-- begin --

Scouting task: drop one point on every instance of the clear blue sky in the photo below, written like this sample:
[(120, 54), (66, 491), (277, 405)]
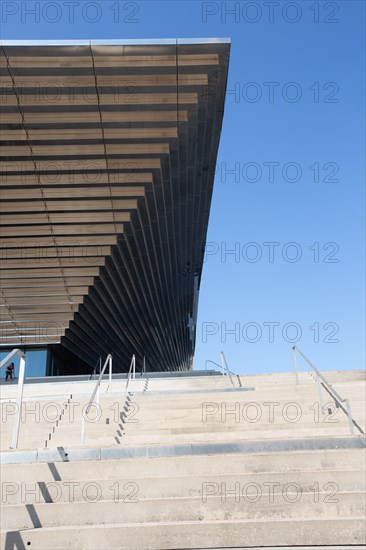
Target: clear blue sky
[(294, 135)]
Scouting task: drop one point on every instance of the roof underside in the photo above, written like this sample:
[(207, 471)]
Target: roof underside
[(108, 158)]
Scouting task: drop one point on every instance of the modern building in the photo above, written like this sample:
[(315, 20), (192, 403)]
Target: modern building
[(108, 160)]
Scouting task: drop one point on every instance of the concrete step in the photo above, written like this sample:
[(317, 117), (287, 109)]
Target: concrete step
[(194, 534), (199, 465), (248, 504), (323, 485)]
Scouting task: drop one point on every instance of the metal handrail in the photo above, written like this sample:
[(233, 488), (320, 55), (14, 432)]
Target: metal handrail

-- end --

**Problem details:** Copy out all of the rows above word for word, from the first line to the last, and leave out any picture.

**Task output:**
Scouting task: drop one point on every instance of the clear blue sky in the photo below, written like this sample:
[(120, 54), (66, 491), (277, 405)]
Target: clear blue sky
[(294, 135)]
Scouting task: drop one point on every instance of the roof underside in the photo above, written like this sample:
[(207, 471)]
Target: roof underside
[(108, 158)]
Scouting task: drop one point on every instance of the modern building in the photo above, written like this sample:
[(315, 20), (192, 403)]
Target: modern building
[(108, 160)]
Scouting task: drop one point on every instance of the concrete step in the photo above, written like this sample:
[(317, 117), (287, 109)]
Target: concrete step
[(194, 534), (199, 465), (248, 504), (323, 485)]
Scouting task: drop one point on every instance of the metal handrail in the photo above, written like this sample:
[(233, 488), (320, 55), (14, 432)]
Target: metal handrail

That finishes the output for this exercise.